> [Kaynak Metinden Alıntı]
⁂
Bir süredir İstanbul’dayım. Gözünüzü her çevirdiğiniz yer adeta bir şantiye.
Gökyüzüne birbiri ardına yükselen konut projeleri, adalet sarayları, stadyumlar, alışveriş merkezleri. İstanbul’u dünyanın en hızlı büyüyen şehirlerinden biri olmasını görmenize yetiyor.
Türkiye özellikle 2005 yılında başlayan büyük konut hamlesiyle yeniden yapılanmaya başladı. İstanbul bu dönüşüm merkezi. Ümraniye’den Kurtköy’e, Beylikdüzü’nden Maslak’a kadar şehrin her köşesinde City, Aqua, My, Central, uzantılı pek çok inşaat projesine tanık olmanız mümkün. Bir zamanların ‘kuş uçmaz, kervan geçmez’ denilen yerleri artık birbirinden lüks konutlarla dolduruyor.
Epos Gayrimenkul Danışmanlık’ın 2005 yılından bugüne kadar İstanbul’da inşa edilen markalı konut projelerini inceleyen araştırmasına göre, 2005’ten bugüne kadar İstanbul’da tam 552 proje yapıldı ve toplam 254 bin 696 konut sayısına ulaşıldı. Bu konutların 152 bin 493’ü teslim edildi.
İstanbul’daki konut stoğu geçen yıl 3 milyon 820 bin adede ulaşırken, kentte geçen yıl 131 binin üzerinde daire satıldı.
Böylesine çılgın konut artışında bir başka çılgınlıkta fiyatlarda. Şehrin iş merkezi kabul edilen Taksim-Maslak güzergahına uzaklıkları trafik nedeniyle saatleri bulan mesafedeki konutların fiyatları maksimum 1.5 milyon liraya (eski parayla 1.5 trilyona) kadar çıkıyor.
Proje ismi vererek ilerleyeyim, anonim olmasın. Varyap Meridian (yukarıda resimde görülen) İstanbul Ataşehir’de bir projeye devam ediyor. Projede Grand Tower olarak adlandırılan kuledeki fiyat listesine bir göz atalım.
Grand Tower’da 4+1 ev fiyatları 1.5 milyon ile 1.9 milyon lira arasında değişiyor. 3+1 ev fiyatları ise 1.1 ile 1.2 milyon lira arasında. 1+1 ev fiyatları ise 441 ile 631 bin lira arasında, stüdyolar ise 335 bin lira ile 427 bin lira arasında değişiyor. (Resim www.havadanemlak.com)
Türkiye’de son ayların en popüler işadamlarından biri olan Ali Ağaoğlu’nun sahibi olduğu inşaat şirketinin yaptığı Ağaoğlu My Towerland de Ataşehir’de yapımı devam eden bir başka proje. (Aşağıdaki resimde görülen)
⁂
(Görsellerdeki nesne konumu öğeleri)
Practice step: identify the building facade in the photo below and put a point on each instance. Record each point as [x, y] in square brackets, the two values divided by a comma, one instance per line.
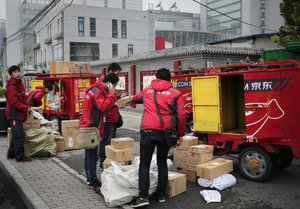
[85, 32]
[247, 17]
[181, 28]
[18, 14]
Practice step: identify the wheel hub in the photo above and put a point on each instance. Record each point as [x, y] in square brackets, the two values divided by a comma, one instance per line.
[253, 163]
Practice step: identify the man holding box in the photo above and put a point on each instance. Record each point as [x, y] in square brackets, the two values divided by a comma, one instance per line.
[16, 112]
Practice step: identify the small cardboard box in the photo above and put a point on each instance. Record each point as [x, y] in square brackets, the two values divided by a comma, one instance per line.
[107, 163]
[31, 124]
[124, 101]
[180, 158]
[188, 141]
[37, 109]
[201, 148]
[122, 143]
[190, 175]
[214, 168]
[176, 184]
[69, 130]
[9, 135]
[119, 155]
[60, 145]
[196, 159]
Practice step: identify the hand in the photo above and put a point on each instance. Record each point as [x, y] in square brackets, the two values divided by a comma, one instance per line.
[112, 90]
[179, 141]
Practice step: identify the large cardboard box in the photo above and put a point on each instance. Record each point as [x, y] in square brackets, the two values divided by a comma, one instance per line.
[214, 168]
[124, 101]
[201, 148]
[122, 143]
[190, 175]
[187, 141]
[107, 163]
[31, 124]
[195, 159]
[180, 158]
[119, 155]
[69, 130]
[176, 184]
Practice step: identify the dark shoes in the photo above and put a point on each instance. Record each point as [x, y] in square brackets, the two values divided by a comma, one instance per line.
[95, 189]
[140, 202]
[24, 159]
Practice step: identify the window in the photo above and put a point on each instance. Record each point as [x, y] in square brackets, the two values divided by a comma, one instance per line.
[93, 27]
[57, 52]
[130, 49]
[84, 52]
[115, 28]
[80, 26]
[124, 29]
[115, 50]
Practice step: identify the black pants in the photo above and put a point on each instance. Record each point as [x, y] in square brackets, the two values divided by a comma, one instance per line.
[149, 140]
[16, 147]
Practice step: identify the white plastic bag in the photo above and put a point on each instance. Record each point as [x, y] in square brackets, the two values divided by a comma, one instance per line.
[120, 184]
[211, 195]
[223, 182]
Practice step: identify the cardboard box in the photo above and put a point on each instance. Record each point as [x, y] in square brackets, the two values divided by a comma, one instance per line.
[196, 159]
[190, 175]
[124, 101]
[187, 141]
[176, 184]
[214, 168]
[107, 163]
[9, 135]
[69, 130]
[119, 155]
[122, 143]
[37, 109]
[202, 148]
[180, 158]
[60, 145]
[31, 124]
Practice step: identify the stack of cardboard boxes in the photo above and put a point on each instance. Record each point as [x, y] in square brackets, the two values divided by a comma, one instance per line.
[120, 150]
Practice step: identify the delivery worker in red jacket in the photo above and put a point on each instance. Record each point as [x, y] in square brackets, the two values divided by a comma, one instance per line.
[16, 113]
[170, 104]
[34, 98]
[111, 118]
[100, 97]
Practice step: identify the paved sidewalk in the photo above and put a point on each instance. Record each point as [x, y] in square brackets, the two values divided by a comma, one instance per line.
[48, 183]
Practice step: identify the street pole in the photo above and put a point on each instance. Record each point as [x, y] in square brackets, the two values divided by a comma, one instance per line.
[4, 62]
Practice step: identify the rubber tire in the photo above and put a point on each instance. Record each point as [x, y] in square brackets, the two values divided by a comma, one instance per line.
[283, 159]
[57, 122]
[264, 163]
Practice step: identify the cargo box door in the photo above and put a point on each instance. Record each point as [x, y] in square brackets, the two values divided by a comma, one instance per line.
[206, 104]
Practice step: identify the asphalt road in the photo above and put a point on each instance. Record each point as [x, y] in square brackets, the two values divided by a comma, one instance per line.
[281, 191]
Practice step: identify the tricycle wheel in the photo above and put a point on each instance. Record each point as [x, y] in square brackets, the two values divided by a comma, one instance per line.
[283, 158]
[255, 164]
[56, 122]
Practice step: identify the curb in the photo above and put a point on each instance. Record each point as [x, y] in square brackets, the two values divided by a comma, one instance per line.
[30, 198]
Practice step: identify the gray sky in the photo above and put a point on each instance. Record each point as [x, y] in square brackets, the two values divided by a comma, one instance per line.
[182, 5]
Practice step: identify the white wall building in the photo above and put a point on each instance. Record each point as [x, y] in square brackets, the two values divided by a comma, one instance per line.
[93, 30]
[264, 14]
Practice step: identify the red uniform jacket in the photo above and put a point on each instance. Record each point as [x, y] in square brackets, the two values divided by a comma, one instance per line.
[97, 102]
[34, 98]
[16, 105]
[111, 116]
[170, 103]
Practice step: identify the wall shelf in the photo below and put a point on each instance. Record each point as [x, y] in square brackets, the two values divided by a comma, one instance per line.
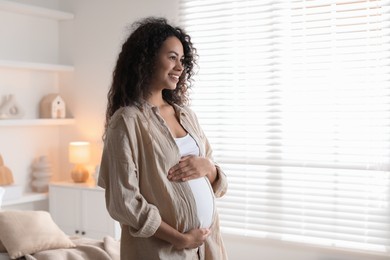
⁂
> [Alıştırma Koşulları]
1) İstanbul’daki konut patlamasına dair metinde “Epos Gayrimenkul Danışmanlık’ın” sözleriyle başlayan paragrafı, temel bilgilerini koruyarak madde listesi hâlinde yeniden yazın.
2) İstanbul’daki konut patlamasına dair metni, son cümlesinden sonra kaldığı yerden sürdürün.
Öğeler, metinden bağımsız ayrı bir malzemedir.

> [Görevlere Göre Yanıtlar]
1)
- Epos Gayrimenkul Danışmanlık, 2005’ten bu yana İstanbul’da inşa edilen markalı konut projelerini inceledi.
- Bu dönemde İstanbul’da 552 proje yapıldı.
- Toplam konut sayısı 254 bin 696’ya ulaştı.
- Bu konutların 152 bin 493’ü teslim edildi.

2)
Yedi farklı 4+1 daire satışa sunan Ağaoğlu’nda fiyatlar 832 bin lira ile 1.5 milyon lira arasında değişiyor. 285 dönüm araziye yapılan My Towerland’ta 2535 konut bulunuyor. Ağaoğlu projeden toplam 1 milyar dolar hasılat bekliyor. My Towerland’taki dairelerin metrekaresi 4 bin liradan başlıyor.
Batı Ataşehir’in İstanbul’un Taksim-Maslak güzergahındaki bir yere uzaklığı 12-15 km civarında.
Yine Türkiye’nin bir başka büyük konut inşaat şirketi Sinpaş Gayrimenkul Yatırım Ortaklığı (GYO) tarafından Halkalı’da yaklaşık 246 bin metrekare alan üzerine inşa edilen ve 2 bin 793 konuttan oluşan Bosphorus City’de stüdyolar 176 bin 374, 1+1’ler 193 bin 760, 4+1 evler 793 bin 205, yalılar da 2.6 milyon liradan başlıyor. (Aşağıdaki resimde görünüyor.)
Projede 26 bin metrekare büyüklüğünde 720 metre uzunluğunda bir boğaz ve bu boğaz üzerinde iki köprü yer alacak. SİNPAŞ GYO Kasım 2010 itibariyle 434 milyon TL’lik konut satışı gerçekleştirdi. Şirket halka açıldıktan sonra 4 bin 682 konut sattı. (Resim: www.havadanemlak.com)
Tabii Halkalı dediğim yerin İstanbul olarak bildiğiniz yerlere uzaklığı yaklaşık 30 km ancak trafik nedeniyle ulaşım çok meşakkatli.
261 metre yüksekliği ile Avrupa’nın en yüksek binası konumundaki İstanbul Levent’e inşaa edilen İstanbul Sapphire’de metrekare fiyatları 7-10 bin dolar arasında. Tamamlandığında 250 milyon dolara malolacak binada daire fiyatları da 1 ile 7 milyon dolar arasında.
Sapphire’de daire alanların hepsi elbette Boğazı görmüyor. Binanın bir yönü Gültepe, Çeliktepe, Zincirlikuyu mezarlığı gibi İstanbul’u iyi bilenlerin yakından tanıdığı bölgelere bakıyor.
İstanbul’da satılan evleri ABD’deki evler ve şehir standartı ile karşılaştırmadan edemiyorum. İstanbul’da 1.2 milyon liraya Batı Ataşehir’de veya Halkalı’da 4+1 daireye para sayanlar acaba bu paralara New York veya New Jersey’de nelere sahip olabilir?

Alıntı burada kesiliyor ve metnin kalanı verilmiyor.